**Written request**
Duplicate the lines of the material without any changes, covering the stretch from its first line through the line containing "<point>348,300</point>".

Position identification records
○ ○ ○ ○

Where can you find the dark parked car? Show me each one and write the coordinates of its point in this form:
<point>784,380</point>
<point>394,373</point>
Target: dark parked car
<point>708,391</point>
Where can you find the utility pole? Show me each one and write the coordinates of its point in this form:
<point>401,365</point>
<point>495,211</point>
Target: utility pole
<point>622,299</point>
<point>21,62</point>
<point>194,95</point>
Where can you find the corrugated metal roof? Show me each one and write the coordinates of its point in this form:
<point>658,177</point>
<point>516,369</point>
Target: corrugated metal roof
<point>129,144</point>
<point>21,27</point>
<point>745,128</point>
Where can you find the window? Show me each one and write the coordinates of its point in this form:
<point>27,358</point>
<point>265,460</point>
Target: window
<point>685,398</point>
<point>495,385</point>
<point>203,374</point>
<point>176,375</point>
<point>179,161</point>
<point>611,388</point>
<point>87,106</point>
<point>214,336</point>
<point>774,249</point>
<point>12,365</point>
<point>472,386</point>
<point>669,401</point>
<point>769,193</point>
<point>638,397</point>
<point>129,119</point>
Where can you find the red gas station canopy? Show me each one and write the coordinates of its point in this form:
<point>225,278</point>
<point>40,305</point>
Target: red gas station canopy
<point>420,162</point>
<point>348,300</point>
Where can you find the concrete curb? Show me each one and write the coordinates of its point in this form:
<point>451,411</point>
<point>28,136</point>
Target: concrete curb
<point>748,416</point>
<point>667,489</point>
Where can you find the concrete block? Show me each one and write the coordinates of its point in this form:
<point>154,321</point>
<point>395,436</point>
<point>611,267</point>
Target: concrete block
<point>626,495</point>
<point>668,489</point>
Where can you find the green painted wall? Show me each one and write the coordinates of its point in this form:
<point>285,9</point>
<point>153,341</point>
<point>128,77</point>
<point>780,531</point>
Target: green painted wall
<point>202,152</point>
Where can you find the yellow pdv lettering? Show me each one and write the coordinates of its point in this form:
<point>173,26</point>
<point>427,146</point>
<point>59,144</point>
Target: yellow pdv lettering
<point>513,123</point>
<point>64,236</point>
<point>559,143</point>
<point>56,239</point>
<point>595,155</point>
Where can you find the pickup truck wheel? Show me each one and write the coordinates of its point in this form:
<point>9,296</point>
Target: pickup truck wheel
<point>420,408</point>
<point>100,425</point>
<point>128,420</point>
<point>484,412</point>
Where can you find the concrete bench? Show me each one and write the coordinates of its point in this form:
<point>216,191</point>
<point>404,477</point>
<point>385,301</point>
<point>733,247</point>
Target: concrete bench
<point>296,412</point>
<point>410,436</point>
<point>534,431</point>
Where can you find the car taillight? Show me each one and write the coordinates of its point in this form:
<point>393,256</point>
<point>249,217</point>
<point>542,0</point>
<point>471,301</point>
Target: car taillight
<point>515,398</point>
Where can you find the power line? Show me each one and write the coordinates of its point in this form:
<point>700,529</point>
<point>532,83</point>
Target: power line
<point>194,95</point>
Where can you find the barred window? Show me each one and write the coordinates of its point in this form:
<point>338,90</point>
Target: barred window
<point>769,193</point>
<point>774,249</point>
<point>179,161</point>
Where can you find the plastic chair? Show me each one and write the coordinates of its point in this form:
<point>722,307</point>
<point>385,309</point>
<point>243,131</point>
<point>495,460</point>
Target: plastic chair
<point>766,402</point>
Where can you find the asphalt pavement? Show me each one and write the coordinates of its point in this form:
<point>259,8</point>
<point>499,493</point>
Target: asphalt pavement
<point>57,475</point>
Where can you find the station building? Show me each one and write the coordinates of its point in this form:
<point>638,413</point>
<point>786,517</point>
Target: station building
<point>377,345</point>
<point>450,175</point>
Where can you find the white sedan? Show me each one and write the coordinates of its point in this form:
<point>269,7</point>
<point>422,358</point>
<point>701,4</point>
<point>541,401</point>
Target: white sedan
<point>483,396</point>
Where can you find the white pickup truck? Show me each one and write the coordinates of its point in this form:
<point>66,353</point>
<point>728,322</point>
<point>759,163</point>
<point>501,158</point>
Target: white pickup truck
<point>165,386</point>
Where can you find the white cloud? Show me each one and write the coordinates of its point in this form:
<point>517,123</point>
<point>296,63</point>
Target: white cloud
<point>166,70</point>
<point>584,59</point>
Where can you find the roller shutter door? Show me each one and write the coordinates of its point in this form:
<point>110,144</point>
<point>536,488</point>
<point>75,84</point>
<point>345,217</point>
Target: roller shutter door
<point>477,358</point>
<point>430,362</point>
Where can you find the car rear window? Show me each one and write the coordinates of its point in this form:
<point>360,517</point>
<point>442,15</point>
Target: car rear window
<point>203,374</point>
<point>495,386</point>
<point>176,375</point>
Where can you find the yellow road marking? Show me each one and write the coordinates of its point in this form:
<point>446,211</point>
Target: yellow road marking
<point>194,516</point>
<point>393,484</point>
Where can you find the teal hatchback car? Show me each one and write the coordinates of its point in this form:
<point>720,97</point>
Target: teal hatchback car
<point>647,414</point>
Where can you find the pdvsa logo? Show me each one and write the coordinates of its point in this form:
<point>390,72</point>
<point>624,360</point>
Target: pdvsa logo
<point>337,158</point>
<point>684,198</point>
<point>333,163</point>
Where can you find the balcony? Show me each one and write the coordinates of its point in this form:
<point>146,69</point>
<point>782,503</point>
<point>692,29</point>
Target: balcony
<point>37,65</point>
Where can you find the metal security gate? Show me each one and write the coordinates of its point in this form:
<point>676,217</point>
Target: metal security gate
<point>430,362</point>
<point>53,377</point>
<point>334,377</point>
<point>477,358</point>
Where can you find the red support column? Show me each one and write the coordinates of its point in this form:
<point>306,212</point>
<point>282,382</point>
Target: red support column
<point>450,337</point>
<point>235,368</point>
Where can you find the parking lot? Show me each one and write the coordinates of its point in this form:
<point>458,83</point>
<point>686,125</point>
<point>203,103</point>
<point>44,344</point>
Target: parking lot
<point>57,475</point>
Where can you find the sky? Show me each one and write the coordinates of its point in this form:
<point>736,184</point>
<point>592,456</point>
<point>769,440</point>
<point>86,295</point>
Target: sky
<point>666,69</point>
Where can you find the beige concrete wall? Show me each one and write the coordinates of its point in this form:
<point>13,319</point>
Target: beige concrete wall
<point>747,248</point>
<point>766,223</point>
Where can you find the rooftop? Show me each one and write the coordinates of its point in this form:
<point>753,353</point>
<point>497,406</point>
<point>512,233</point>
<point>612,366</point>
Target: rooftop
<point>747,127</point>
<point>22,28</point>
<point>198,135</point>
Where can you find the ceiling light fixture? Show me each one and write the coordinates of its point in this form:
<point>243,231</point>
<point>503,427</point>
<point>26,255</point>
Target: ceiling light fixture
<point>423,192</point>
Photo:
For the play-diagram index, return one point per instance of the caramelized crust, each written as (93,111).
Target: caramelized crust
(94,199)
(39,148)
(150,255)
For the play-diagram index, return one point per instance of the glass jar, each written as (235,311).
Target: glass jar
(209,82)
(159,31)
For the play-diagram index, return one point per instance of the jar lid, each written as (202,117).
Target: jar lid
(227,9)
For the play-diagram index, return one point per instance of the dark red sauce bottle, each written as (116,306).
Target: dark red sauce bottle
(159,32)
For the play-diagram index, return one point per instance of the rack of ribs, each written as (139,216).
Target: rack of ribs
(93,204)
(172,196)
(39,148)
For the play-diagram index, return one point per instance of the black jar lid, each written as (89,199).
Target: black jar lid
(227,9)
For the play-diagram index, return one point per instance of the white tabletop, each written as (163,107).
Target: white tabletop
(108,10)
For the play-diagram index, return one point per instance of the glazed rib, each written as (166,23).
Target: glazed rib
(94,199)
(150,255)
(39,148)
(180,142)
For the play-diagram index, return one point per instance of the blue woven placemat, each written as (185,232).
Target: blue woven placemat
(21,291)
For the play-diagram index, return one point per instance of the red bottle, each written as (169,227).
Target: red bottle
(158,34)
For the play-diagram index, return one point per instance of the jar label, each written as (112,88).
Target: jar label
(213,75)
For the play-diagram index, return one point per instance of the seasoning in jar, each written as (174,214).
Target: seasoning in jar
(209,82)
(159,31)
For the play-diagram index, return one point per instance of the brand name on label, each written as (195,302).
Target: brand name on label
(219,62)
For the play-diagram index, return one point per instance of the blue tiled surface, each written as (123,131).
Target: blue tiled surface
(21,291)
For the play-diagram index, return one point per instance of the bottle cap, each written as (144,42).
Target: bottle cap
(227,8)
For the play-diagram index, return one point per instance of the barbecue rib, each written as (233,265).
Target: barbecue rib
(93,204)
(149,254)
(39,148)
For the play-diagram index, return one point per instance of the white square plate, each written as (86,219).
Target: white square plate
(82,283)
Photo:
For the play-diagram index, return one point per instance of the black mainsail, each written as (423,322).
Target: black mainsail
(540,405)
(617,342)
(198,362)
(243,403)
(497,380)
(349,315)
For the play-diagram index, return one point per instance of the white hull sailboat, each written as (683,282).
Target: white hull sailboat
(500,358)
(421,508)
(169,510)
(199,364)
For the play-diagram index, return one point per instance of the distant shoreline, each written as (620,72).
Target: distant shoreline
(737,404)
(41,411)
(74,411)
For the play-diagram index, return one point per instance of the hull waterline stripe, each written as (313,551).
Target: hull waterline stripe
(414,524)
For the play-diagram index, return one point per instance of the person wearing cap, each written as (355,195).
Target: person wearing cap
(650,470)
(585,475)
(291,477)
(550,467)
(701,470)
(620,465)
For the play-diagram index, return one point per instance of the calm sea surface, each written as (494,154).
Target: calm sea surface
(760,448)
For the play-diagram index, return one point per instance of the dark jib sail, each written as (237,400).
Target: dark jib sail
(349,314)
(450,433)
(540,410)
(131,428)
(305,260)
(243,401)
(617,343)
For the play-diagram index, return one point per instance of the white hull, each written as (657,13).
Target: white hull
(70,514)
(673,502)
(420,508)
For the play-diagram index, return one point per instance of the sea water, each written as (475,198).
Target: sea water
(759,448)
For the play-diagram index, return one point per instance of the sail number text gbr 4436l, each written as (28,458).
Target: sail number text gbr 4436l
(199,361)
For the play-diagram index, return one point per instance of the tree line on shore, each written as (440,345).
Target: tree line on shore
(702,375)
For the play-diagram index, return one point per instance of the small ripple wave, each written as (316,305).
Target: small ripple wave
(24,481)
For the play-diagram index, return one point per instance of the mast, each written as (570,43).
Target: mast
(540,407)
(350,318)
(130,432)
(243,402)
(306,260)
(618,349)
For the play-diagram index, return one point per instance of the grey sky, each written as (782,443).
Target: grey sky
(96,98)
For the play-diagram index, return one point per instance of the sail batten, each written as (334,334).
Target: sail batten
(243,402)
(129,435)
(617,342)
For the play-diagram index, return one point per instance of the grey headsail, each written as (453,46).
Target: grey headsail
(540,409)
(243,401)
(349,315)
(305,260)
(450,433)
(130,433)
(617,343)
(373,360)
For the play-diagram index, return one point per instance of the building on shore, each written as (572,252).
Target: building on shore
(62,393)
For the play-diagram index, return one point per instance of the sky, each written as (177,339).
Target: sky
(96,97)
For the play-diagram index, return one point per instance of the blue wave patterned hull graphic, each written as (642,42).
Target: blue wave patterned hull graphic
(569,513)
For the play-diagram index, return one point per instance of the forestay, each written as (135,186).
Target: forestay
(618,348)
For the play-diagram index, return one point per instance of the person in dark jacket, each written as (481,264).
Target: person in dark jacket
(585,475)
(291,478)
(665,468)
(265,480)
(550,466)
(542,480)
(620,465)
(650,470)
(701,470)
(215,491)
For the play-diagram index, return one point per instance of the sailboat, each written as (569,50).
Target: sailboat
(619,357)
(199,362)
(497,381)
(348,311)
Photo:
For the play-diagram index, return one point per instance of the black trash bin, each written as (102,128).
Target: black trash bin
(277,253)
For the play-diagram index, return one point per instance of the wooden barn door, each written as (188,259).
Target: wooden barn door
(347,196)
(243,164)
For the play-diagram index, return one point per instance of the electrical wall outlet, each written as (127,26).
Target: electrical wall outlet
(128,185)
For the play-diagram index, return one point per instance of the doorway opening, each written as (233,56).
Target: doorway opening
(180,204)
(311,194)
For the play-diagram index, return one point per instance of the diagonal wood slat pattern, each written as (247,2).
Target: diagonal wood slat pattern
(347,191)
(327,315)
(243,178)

○ ○ ○ ○

**Solved exercise**
Where can you find the dark parked car? Show me each one and write the coordinates of its point in this form:
<point>784,380</point>
<point>394,373</point>
Target: dark parked car
<point>708,391</point>
Where can you find the utility pole? Show me each one and write the coordinates of its point in this form:
<point>401,365</point>
<point>495,211</point>
Target: utility pole
<point>622,299</point>
<point>21,62</point>
<point>194,95</point>
Where can you find the corrugated metal roof? Show me each one and write the coordinates of its point in this form:
<point>658,177</point>
<point>516,369</point>
Target: corrugated metal roof
<point>129,144</point>
<point>21,27</point>
<point>745,128</point>
Where can you find the window? Show me each one and write the coordinates of its point in this form:
<point>27,358</point>
<point>265,460</point>
Target: window
<point>685,398</point>
<point>495,385</point>
<point>203,374</point>
<point>176,375</point>
<point>179,161</point>
<point>611,388</point>
<point>87,106</point>
<point>214,336</point>
<point>774,249</point>
<point>12,365</point>
<point>472,386</point>
<point>669,401</point>
<point>769,193</point>
<point>638,397</point>
<point>129,119</point>
Where can you find the red gas station canopy? Show me each one and write the coordinates of its point in this form:
<point>225,278</point>
<point>40,305</point>
Target: red gas station canopy
<point>420,162</point>
<point>348,300</point>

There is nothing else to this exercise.